— Start SOURCE DATA —

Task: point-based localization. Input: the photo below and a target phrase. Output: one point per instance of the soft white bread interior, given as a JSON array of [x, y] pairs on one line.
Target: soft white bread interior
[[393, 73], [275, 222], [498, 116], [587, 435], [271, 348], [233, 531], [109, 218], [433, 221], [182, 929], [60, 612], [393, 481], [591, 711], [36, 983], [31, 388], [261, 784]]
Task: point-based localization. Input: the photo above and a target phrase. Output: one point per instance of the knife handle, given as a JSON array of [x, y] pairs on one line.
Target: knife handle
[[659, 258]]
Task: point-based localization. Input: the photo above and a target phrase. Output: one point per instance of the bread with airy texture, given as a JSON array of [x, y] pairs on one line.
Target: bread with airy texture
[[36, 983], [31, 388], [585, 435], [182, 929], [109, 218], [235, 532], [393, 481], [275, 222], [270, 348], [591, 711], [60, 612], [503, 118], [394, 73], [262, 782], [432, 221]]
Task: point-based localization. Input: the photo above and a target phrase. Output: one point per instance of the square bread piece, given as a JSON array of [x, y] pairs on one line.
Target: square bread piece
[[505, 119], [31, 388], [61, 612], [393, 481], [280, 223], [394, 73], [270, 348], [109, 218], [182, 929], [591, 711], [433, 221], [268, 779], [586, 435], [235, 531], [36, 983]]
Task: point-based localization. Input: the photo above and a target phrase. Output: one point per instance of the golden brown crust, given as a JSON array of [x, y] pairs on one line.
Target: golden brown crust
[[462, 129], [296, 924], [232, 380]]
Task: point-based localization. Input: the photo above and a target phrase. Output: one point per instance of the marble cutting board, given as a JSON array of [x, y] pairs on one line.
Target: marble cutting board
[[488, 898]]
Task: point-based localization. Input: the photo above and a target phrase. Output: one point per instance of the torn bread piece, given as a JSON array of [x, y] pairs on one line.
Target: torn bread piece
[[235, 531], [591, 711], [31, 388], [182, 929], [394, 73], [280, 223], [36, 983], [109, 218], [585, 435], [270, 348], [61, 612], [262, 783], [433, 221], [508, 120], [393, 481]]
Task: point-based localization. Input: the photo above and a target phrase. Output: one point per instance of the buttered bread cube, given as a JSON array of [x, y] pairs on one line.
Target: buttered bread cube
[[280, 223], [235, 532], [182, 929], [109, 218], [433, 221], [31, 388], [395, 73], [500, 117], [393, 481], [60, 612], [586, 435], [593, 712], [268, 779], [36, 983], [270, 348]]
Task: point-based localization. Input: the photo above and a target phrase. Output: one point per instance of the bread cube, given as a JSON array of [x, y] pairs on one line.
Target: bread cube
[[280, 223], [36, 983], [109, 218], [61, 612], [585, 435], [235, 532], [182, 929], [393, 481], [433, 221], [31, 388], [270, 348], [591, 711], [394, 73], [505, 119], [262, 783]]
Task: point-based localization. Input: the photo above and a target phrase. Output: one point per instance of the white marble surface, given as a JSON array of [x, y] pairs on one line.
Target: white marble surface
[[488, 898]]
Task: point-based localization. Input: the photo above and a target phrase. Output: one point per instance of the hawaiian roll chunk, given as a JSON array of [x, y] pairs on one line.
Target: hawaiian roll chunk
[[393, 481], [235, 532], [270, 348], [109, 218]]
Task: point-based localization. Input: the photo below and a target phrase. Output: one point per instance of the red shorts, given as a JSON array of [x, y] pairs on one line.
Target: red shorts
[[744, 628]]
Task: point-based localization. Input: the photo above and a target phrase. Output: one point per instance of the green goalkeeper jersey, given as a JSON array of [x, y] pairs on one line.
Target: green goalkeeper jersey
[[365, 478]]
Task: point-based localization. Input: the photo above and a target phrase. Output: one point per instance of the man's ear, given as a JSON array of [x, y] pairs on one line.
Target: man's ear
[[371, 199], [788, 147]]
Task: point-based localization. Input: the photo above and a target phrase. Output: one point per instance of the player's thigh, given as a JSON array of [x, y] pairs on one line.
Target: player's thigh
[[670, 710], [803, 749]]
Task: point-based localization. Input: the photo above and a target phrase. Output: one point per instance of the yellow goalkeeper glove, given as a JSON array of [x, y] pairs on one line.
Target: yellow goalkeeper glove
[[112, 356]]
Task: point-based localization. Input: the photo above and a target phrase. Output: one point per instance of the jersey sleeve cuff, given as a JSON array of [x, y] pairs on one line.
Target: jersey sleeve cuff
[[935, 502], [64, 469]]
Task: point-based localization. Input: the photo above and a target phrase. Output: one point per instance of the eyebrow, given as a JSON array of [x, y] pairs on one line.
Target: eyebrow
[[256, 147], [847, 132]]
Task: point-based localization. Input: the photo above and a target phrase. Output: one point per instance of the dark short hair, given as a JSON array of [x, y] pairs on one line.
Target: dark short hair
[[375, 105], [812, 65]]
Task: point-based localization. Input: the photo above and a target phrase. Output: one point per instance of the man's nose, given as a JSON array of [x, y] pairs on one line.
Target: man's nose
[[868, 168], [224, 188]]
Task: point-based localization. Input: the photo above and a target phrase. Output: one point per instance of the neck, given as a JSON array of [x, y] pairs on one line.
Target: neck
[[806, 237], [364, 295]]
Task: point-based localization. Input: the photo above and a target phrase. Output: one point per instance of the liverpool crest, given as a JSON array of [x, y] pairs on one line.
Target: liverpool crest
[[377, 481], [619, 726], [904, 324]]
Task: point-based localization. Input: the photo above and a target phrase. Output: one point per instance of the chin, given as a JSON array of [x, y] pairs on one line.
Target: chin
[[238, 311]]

— End SOURCE DATA —

▶ [WHAT TO WORK ON]: Update the data above by putting "point-based grounding" wherever "point-based localization" appears, and leave everything else as it is.

▶ [WRITTEN ANSWER]:
Task: point-based grounding. Input: the photo below and a target phrase. Output: one point per instance of the soft white bread interior, given as a JSON array of [x, y] pairs on one line.
Target: soft white bread interior
[[393, 73], [275, 222], [498, 116], [587, 435], [271, 348], [233, 531], [109, 218], [433, 221], [182, 929], [60, 612], [393, 481], [591, 711], [36, 983], [31, 388], [261, 784]]
Task: point-based grounding. Input: the photo above and a target phrase. Output: one point per instance of the knife handle, given as a JSON array of [x, y] pairs on one line.
Target: knife handle
[[659, 258]]
Task: point-based grounding. Input: the photo above and a target phrase. Output: one point per instance of the bread with airy texture, given as a JSON array of [x, y] pairs on one line.
Target: bread with airy texture
[[36, 983], [31, 388], [585, 435], [182, 929], [109, 218], [235, 532], [393, 481], [275, 222], [270, 348], [591, 711], [60, 612], [503, 118], [394, 73], [262, 782], [432, 221]]
Task: point-based grounding. Input: the photo above and a target phrase. Output: one point per instance of the square bread piece, given as a JSON array of [x, y] pairs on one line.
Target: square bread piece
[[505, 119], [31, 388], [61, 612], [393, 481], [280, 223], [394, 73], [270, 348], [109, 218], [182, 929], [591, 711], [433, 221], [268, 779], [586, 435], [235, 531], [36, 983]]
Task: point-based grounding. Input: the photo above and a target phrase. Output: one point per instance of the golden brown crust, given as a JSON array of [x, y] pairs on one line.
Target: golden brown crust
[[462, 129], [296, 924], [232, 380]]
Task: point-based grounding. Input: the photo above and a target phrase. Output: one point per instance of the marble cutting board, given as a JSON array of [x, y] pairs on one line.
Target: marble cutting board
[[488, 898]]
Task: point-based grounding. Input: the photo above and a target phrase. Output: one point per instance of the torn bread piece, given as a JSON array of [x, y] pairs on one line.
Target: torn bread piece
[[235, 531], [591, 711], [31, 388], [182, 929], [394, 73], [280, 223], [36, 983], [109, 218], [585, 435], [270, 348], [61, 612], [262, 783], [433, 221], [508, 120], [393, 481]]
Task: point-based grounding. Input: the photo above and a target phrase. Output: one point per instance of the buttered bread cube, given as a JSON array of [x, y] pairs on one line.
Target: buttered bread cube
[[280, 223], [235, 532], [182, 929], [109, 218], [433, 221], [31, 388], [395, 73], [500, 117], [393, 481], [60, 612], [586, 435], [593, 712], [268, 779], [36, 983], [270, 348]]
Task: point-based grounding. Input: the photo above and a target phrase. Output: one point per instance of the bread cube, given as a JSON array of [x, y] pairs on one line.
Target: bread cube
[[280, 223], [36, 983], [109, 218], [61, 612], [585, 435], [235, 532], [182, 929], [393, 481], [433, 221], [31, 388], [270, 348], [591, 711], [394, 73], [505, 119], [262, 783]]
Task: point-based grounding. Input: the photo above and a target phrase. Output: one point per instance of the white marble surface, given as a JSON array of [x, y] pairs on one line.
Target: white marble surface
[[488, 898]]
Task: point-based grounding. Input: the photo above and a target phrase. Output: one point per instance of the hawaiian roll chunk, given as a JSON array of [x, y] pairs on one line.
Target: hawaiian roll chunk
[[393, 481], [235, 532], [270, 348], [109, 218]]
Task: point-based grounding. Input: the photo below and a target phrase. Output: one point per instance of the red shorts, given as a JSON array of [x, y] pairs on one line.
Target: red shorts
[[744, 628]]
Task: point-based grounding. Input: the photo above and a target phrase. Output: one point per instance of the green goalkeeper jersey, given as a JSON array of [x, y] pairs on one line.
Target: green goalkeeper jersey
[[365, 478]]
Task: point-based grounding. Input: the photo above and a target phrase. Output: one point per instance of the man's ear, given as a JSON array of [x, y] pairs on one line.
Target: man's ear
[[371, 199], [788, 147]]
Task: point-based grounding. Input: the photo above and a target phrase. Output: one point per instance of the player's thigh, given as a JSON array of [x, y] pairs on one line.
Target: player's thigh
[[670, 710], [803, 749]]
Task: point-based grounding. Input: the photo above and a target phrase. Output: one point per instance of the yellow goalkeeper glove, given as a JSON array of [x, y] pairs on one line.
Target: yellow goalkeeper glove
[[112, 356]]
Task: point-based grounding. Input: the photo above and a target phrase. Output: one point per instance of the jersey sleeve cuff, given as a JSON array of [x, y] pairs on one line.
Target: jersey sleeve cuff
[[935, 502], [64, 469]]
Task: point-based grounding. Input: the photo above and a target phrase. Output: one point per instance of the eyebrow, given as a JSON array of [x, y] pairs on one line.
Target: eyebrow
[[256, 147], [847, 132]]
Task: point-based grounding. Input: the photo above and a target phrase. Output: one point per instance of the dark short hair, given as a JSON array of [x, y] pairs on one line.
Target: dark short hair
[[375, 105], [812, 65]]
Task: point-based grounding. Input: the photo above and a target phrase. Output: one point per instance of the man's nose, given as a JSON array of [x, y] pairs on one line.
Target: man's nose
[[868, 168], [224, 188]]
Task: point-based grounding. Input: the photo above and a target phrase. Output: one point per instance of the neck, given as a JSON array of [x, y] pairs on one line.
Target: neck
[[806, 237], [364, 295]]
Task: point-based grounding. Input: the photo above and a target phrase. Output: one point per instance of the liverpool crest, given as a JSON array of [x, y] pairs on one line.
Target: liverpool crest
[[377, 481], [619, 726], [904, 324]]
Task: point-based grounding. Input: the photo above and a target phrase. Output: one point per instance of the chin, given as a JSON array of [x, y] pairs on one line.
Target: chin
[[238, 311]]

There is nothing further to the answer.